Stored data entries
----------
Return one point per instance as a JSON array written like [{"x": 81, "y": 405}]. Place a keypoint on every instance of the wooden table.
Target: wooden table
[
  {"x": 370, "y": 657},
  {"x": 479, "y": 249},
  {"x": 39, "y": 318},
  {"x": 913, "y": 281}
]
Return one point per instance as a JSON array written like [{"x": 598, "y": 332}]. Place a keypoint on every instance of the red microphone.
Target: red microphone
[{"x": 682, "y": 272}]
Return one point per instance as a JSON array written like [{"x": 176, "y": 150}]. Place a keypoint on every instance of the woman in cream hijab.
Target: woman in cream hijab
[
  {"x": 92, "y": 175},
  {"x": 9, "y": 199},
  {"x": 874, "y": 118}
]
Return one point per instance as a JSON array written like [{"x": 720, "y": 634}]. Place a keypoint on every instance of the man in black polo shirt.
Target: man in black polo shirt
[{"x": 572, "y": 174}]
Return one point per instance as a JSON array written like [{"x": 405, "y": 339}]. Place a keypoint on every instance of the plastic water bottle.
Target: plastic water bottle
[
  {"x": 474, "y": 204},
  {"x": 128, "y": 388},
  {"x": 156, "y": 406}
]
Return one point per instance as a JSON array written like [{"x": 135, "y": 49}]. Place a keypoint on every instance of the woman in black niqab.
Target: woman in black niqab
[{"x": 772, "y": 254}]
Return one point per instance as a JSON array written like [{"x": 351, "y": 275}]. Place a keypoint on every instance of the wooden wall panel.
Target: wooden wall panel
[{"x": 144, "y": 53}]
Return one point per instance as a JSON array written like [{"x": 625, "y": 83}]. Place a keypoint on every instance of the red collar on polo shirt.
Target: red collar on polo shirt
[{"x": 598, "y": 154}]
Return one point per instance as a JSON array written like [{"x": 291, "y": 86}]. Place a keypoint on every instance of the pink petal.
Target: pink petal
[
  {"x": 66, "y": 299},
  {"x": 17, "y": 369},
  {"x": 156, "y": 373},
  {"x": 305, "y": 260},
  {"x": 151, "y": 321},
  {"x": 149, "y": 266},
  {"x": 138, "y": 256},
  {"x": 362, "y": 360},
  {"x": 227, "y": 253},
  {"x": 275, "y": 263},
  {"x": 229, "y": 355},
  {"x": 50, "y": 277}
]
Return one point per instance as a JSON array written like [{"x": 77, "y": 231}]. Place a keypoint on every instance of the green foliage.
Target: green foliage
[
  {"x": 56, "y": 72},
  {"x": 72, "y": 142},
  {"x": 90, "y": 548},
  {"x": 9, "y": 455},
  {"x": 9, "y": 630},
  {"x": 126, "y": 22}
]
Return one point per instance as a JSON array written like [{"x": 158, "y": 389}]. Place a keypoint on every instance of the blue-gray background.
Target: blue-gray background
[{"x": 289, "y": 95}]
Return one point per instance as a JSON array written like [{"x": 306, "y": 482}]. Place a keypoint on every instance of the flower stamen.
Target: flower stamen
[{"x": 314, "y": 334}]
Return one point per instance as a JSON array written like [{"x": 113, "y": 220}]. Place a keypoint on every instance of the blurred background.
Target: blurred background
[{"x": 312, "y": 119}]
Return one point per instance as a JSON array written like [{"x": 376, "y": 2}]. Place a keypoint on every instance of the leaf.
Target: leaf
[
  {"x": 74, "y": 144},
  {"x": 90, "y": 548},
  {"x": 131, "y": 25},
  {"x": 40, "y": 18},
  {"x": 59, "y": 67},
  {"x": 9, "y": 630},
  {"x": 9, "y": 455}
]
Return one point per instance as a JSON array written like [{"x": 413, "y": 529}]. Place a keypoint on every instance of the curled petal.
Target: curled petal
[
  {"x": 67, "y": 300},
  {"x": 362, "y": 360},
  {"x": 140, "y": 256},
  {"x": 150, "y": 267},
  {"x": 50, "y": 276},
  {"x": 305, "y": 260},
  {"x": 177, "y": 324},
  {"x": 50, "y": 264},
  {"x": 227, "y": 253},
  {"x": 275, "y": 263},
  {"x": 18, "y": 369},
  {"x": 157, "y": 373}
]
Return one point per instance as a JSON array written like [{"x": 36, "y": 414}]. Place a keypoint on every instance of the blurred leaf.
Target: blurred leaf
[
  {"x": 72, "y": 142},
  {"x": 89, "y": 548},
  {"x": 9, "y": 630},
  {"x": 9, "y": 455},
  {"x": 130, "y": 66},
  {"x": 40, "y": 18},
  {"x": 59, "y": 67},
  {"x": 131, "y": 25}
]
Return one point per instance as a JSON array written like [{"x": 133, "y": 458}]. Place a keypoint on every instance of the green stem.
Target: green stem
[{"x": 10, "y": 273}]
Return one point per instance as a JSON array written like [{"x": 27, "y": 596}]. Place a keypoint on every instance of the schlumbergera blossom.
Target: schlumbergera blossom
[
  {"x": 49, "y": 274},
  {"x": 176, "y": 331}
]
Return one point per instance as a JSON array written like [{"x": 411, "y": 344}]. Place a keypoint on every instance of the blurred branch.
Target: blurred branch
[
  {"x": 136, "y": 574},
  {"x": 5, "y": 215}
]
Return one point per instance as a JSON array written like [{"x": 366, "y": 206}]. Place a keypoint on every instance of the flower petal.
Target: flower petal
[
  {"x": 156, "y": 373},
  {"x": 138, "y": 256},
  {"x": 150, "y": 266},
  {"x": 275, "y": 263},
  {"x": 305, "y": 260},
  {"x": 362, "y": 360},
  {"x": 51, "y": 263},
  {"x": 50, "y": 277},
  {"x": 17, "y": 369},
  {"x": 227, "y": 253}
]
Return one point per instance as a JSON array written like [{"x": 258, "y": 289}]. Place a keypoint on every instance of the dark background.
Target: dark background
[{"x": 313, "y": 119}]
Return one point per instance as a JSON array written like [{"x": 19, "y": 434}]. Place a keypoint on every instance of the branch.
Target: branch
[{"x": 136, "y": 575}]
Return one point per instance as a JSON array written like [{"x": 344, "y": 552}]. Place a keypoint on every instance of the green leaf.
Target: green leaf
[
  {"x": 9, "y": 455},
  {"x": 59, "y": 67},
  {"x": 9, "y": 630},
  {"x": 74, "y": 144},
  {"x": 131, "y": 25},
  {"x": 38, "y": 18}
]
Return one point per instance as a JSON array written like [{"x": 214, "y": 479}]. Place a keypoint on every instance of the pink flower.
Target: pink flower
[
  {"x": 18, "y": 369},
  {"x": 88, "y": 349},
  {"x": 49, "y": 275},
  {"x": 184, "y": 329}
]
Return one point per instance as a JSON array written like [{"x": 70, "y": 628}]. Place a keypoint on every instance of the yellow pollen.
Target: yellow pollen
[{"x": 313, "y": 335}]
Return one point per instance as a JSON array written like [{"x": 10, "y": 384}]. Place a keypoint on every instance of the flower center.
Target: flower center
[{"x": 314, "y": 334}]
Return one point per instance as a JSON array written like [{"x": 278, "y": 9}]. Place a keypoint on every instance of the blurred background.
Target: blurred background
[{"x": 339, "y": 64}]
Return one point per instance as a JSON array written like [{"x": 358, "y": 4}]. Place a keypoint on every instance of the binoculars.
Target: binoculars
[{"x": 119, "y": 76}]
----------
Your task
If a line falls between the first line of the entries and the line containing "plastic water bottle.", or is one of those two, restate it word for word; leave all other lines out.

Task answer
Return one point per instance as a JSON array written like [{"x": 81, "y": 405}]. Place a keypoint on every instance of the wooden table.
Target: wooden table
[
  {"x": 370, "y": 657},
  {"x": 479, "y": 249},
  {"x": 39, "y": 318},
  {"x": 913, "y": 281}
]
Return one point per instance as a JSON array written like [{"x": 598, "y": 332}]. Place a keypoint on every instance of the red microphone.
Target: red microphone
[{"x": 682, "y": 272}]
Return one point per instance as a JSON array written like [{"x": 176, "y": 150}]. Place a keypoint on every instance of the woman in cream hijab.
Target: woman in cream hijab
[
  {"x": 92, "y": 175},
  {"x": 9, "y": 199},
  {"x": 874, "y": 118}
]
Return one point per instance as a JSON array written like [{"x": 720, "y": 634}]. Place a keypoint on every instance of the man in black polo shirt.
Target: man in black polo shirt
[{"x": 572, "y": 174}]
Return one point per instance as a JSON array written like [{"x": 405, "y": 339}]. Place a keypoint on every instance of the plastic water bottle.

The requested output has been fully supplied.